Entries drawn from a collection
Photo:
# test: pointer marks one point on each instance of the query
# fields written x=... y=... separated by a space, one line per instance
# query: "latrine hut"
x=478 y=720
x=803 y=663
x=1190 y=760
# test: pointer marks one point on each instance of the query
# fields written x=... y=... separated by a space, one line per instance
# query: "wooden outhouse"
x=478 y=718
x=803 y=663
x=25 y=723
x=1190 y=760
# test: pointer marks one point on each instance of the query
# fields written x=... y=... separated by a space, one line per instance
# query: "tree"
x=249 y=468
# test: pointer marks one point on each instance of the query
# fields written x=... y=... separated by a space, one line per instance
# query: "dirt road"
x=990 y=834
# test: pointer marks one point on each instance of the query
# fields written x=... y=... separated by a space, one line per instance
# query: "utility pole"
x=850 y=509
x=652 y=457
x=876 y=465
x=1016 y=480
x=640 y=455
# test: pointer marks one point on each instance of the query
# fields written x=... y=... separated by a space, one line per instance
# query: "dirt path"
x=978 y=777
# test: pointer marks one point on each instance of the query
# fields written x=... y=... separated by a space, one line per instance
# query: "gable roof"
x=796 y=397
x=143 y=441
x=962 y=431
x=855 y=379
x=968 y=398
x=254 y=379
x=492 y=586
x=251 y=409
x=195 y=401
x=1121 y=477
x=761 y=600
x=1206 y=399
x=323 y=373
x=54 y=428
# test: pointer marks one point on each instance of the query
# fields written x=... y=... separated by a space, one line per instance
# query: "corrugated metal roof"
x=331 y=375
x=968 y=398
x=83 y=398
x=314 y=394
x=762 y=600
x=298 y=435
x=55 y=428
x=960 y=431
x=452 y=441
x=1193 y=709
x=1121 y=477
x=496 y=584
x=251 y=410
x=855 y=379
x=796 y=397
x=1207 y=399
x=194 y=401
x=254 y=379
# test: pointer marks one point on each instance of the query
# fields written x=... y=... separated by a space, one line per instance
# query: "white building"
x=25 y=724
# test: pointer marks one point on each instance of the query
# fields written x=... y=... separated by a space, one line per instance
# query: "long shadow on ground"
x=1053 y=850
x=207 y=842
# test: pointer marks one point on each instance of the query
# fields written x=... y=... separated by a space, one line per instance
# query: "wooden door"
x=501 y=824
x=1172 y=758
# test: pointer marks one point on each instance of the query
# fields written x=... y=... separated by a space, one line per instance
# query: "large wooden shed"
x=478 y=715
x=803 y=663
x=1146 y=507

WHAT IS NEEDED: Reproduce every line of the items above character for character, changing nothing.

THE ANSWER:
Photo:
# test: pointer marks one point on each instance of the query
# fields written x=... y=... separated by a space, one line per instance
# query: "latrine hut"
x=478 y=720
x=803 y=663
x=1190 y=760
# test: pointer marks one point on each instance of the query
# fields written x=... y=... separated by a space, one line per instance
# query: "wooden outhouse"
x=478 y=718
x=803 y=663
x=25 y=723
x=1190 y=760
# test: pointer marks one point on each instance of the query
# fields written x=... y=... separated by a space, one line per instance
# query: "tree"
x=249 y=468
# test: pointer marks one point on each instance of the query
# fields written x=... y=... separated by a space, one line per instance
# query: "dirt road"
x=990 y=834
# test: pointer marks one point on each instance of the query
# fields written x=... y=... separated by a space, one line per instance
# query: "utility pole"
x=850 y=509
x=652 y=457
x=876 y=465
x=1016 y=480
x=640 y=455
# test: pointer marks one point on each instance of the query
# fields written x=... y=... separated by a space, one line per instance
# query: "dirt path"
x=978 y=777
# test: pointer marks one point on each instance of the query
# fields written x=... y=... separated by a space, one line per instance
# query: "gable roof"
x=796 y=397
x=143 y=441
x=962 y=431
x=855 y=379
x=968 y=398
x=254 y=379
x=492 y=586
x=251 y=409
x=195 y=401
x=1121 y=477
x=761 y=600
x=1206 y=399
x=323 y=373
x=54 y=428
# test: pointer marks one point on each instance of the query
# fields written x=... y=... separated by a space, one line per instance
# query: "corrugated metal roof"
x=331 y=375
x=968 y=398
x=83 y=398
x=314 y=394
x=762 y=600
x=298 y=435
x=55 y=428
x=960 y=431
x=452 y=441
x=1193 y=709
x=1121 y=477
x=496 y=584
x=251 y=410
x=855 y=379
x=796 y=397
x=1207 y=399
x=194 y=401
x=254 y=379
# test: pointer marks one point on each instance of the query
# fields written x=... y=... separated by a space, one line per instance
# query: "white building"
x=25 y=724
# test: pointer marks one point on each instance of the query
# fields written x=... y=... separated by a space, one line per instance
# query: "long shadow on ground"
x=1053 y=850
x=207 y=842
# test: pointer marks one point on each instance of the query
# fields written x=... y=... separated by a space, one line per instance
# query: "wooden door"
x=501 y=824
x=1172 y=758
# test: pointer marks one point on each instance of the query
# fields written x=... y=... separated by a space, one line per instance
# query: "large wooden shed"
x=478 y=715
x=803 y=663
x=1146 y=507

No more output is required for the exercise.